Written request:
Rewrite every one of the entries below, swapping "keypoint" for "marker" wherever it occurs and keeping everything else the same. Don't include the pictures in your answer.

Input records:
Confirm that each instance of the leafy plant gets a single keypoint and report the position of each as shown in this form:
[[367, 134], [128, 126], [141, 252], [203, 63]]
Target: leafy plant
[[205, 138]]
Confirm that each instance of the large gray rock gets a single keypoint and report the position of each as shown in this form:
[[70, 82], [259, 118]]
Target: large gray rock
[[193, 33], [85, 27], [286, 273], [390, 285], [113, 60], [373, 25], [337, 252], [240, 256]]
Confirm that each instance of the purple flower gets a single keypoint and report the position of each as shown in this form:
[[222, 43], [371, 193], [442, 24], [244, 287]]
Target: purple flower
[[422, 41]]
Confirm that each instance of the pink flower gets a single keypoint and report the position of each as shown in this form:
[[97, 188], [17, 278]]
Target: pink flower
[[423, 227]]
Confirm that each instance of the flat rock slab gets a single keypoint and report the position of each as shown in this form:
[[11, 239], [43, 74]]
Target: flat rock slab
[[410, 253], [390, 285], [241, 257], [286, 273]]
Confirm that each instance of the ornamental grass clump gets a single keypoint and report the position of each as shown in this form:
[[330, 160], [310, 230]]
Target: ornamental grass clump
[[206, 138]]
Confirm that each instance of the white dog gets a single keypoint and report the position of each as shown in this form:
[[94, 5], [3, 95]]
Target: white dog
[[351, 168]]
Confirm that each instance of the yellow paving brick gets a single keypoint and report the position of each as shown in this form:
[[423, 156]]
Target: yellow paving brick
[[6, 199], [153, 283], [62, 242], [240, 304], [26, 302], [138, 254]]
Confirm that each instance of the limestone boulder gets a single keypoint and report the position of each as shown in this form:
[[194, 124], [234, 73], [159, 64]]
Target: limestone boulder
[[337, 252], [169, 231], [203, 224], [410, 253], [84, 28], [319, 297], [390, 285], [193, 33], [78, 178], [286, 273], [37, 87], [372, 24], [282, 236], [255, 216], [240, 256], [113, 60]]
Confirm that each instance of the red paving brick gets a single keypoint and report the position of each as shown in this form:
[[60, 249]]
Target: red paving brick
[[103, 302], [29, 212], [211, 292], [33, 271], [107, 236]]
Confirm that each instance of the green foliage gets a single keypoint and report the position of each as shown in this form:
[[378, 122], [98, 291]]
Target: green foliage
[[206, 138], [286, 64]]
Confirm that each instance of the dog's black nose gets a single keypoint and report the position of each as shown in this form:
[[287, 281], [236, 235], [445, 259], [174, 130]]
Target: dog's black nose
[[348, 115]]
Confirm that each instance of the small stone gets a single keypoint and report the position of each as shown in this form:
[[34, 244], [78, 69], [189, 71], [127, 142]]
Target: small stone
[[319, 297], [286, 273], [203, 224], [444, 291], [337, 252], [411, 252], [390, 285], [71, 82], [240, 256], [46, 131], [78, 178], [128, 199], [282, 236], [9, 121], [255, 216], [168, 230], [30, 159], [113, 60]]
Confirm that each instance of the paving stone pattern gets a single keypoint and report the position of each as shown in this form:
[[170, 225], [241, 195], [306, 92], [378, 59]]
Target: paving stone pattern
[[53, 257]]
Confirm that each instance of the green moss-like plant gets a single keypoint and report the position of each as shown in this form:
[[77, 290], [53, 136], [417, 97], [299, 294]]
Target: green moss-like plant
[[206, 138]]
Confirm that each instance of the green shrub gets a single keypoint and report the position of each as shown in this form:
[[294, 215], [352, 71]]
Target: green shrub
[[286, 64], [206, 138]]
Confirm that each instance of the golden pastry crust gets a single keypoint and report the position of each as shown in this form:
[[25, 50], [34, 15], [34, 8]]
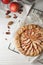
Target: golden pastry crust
[[29, 40]]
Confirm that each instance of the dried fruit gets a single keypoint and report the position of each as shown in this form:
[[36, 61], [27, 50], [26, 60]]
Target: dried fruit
[[14, 6], [8, 12], [7, 33]]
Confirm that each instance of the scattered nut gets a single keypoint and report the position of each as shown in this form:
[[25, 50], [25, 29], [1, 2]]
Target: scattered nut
[[10, 23], [7, 33], [8, 12], [15, 16]]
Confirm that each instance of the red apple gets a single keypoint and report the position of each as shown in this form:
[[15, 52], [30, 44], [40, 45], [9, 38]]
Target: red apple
[[5, 1], [14, 6]]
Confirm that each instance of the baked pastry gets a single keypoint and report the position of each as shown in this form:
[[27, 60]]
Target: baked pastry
[[29, 40]]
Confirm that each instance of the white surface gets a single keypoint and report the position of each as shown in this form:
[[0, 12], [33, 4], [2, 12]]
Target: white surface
[[8, 57]]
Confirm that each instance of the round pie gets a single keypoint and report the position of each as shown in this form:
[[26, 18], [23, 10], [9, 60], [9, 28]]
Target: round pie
[[29, 40]]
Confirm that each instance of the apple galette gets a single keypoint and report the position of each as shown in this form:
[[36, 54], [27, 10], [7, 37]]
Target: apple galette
[[29, 40]]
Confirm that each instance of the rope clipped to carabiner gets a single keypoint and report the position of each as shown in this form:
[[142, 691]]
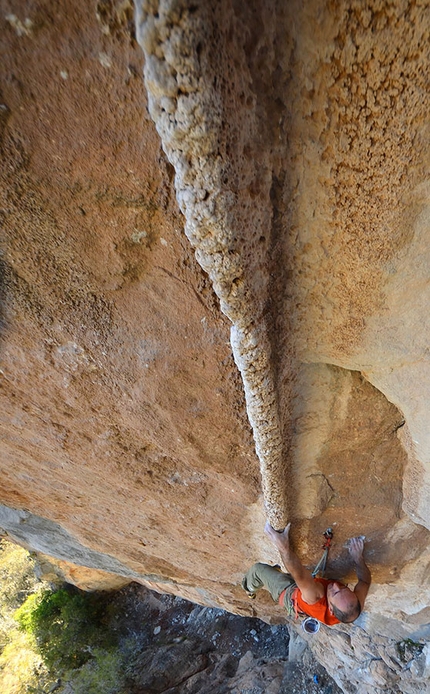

Exercise result:
Confirm that each instance of the leafy plant gets a single marker and report the position of each as shown in this form:
[[367, 134], [128, 126], [141, 252], [203, 63]]
Target: leafy plant
[[205, 138]]
Confirm that each instance of the large gray rock gets a single marker and report the position of each as shown in this form:
[[70, 82], [259, 118]]
Target: large gray rock
[[193, 33], [85, 27], [286, 273], [390, 285], [113, 60], [373, 25], [337, 252], [240, 256]]
Confirm that each instance of the purple flower gets a single marker and report the position of each as shown in this form:
[[222, 43], [371, 193], [442, 24], [244, 287]]
Target: purple flower
[[422, 41]]
Confirm that each instance of the pink flower gets a single marker and report the position of each as shown in this form:
[[97, 188], [17, 278]]
Target: pink flower
[[423, 227]]
Confirm that each instance of the flat rock slab gets a single marker and report the position of each as shown in this form:
[[11, 239], [43, 74]]
Target: flat rock slab
[[410, 253], [390, 285], [241, 257], [286, 273]]
Confirm that each instance of the ornamental grass clump gets a single marker and report the position of each as shown in this form:
[[330, 160], [310, 230]]
Target: ornamental grass clump
[[206, 138]]
Confirm that each instance of the white dog gets a single marker and report the position of each as shown in this form:
[[94, 5], [3, 95]]
Target: white dog
[[351, 168]]
Confirm that each instance of the yellow paving brick gets a single marker and report the position of each as shown in this form:
[[423, 156]]
Target: yellow paving brick
[[6, 199], [153, 283], [62, 242], [240, 304], [26, 302], [138, 254]]
Confirm that each instance of the limestone boulder gets a single marker and report the position of each as shown in this form:
[[194, 124], [234, 73], [159, 64]]
Target: limestone boulder
[[337, 252], [169, 231], [203, 224], [410, 253], [84, 28], [319, 297], [390, 285], [193, 33], [78, 178], [286, 273], [37, 87], [372, 24], [282, 236], [255, 216], [240, 256], [113, 60]]
Confirm that each instance of the red paving brick gets a single marker and report the position of each as shown in this form:
[[60, 249]]
Target: red paving brick
[[103, 302], [29, 212], [211, 292], [33, 271], [107, 236]]
Confirm that each instance of the green foliage gets a single marker and report the position of each as shown in this form:
[[378, 122], [98, 291]]
Target: green foliage
[[206, 138], [286, 64]]
Confirm that each instance of the dog's black nose gets a single marker and report the position of each as shown in this form:
[[287, 281], [236, 235], [445, 259], [174, 130]]
Target: dog's black nose
[[348, 115]]
Confirm that each instance of the small stone gets a single marker and report the position of each as shown in this form:
[[34, 244], [78, 69], [189, 71], [127, 142]]
Target: small stone
[[319, 297], [286, 273], [203, 224], [444, 291], [337, 252], [411, 252], [390, 285], [71, 82], [240, 256], [46, 131], [78, 178], [128, 199], [282, 236], [9, 121], [255, 216], [168, 230], [30, 159], [113, 60]]
Confirm that each instance of the paving stone pattern gets a single marker and report the position of each as shown in this form:
[[170, 225], [241, 195], [306, 92], [378, 59]]
Target: paving stone pattern
[[53, 257]]
Confirm that each instance of the green moss-like plant gets a single marker and report the position of each as shown in this form:
[[77, 290], [53, 136], [417, 97], [299, 294]]
Target: green moss-like plant
[[206, 138]]
Confirm that each instance of the green shrub gets a single marker and report the position of each as shown in this form:
[[294, 215], [352, 71]]
Target: green shrub
[[286, 64], [206, 138]]
Confirm that each instance of the golden pastry crust gets a single marker and report the position of each as shown in this form:
[[25, 50], [34, 15], [34, 8]]
Target: golden pastry crust
[[29, 40]]
Confirm that each instance of the dried fruit gets a single marker and report the position of each as shown in this form:
[[36, 61], [27, 50], [26, 60]]
Target: dried fruit
[[14, 6], [8, 12], [7, 33]]
Confirm that each instance of the scattered nut gets a single marker and report the position of each as shown in this form:
[[25, 50], [25, 29], [1, 2]]
Target: scattered nut
[[10, 23], [7, 33], [8, 12], [15, 16]]
Confirm that each instance of the red apple gets a single marker and report the position of each as shown in this form:
[[15, 52], [30, 44], [40, 45], [9, 38]]
Target: red apple
[[5, 1], [14, 6]]
Confirm that each instance of the baked pastry gets a single marker and report the position of each as shown in this form:
[[27, 60]]
Target: baked pastry
[[29, 40]]
Confirm that each instance of the white surface gets a single marker and report the position of each as shown in this form:
[[0, 12], [33, 4], [2, 12]]
Target: white surface
[[8, 57]]
Confirm that each instance of the round pie gets a single marker and report the position of each as shown in this form:
[[26, 18], [23, 10], [9, 60], [9, 28]]
Target: round pie
[[29, 40]]
Confirm that each instance of the apple galette gets a single marker and report the position of each as shown in this form:
[[36, 54], [27, 10], [7, 37]]
Target: apple galette
[[29, 40]]
Confirm that each instance of the rope clipped to carabiner gets a single marker and report the position of each as shown in this form:
[[142, 691]]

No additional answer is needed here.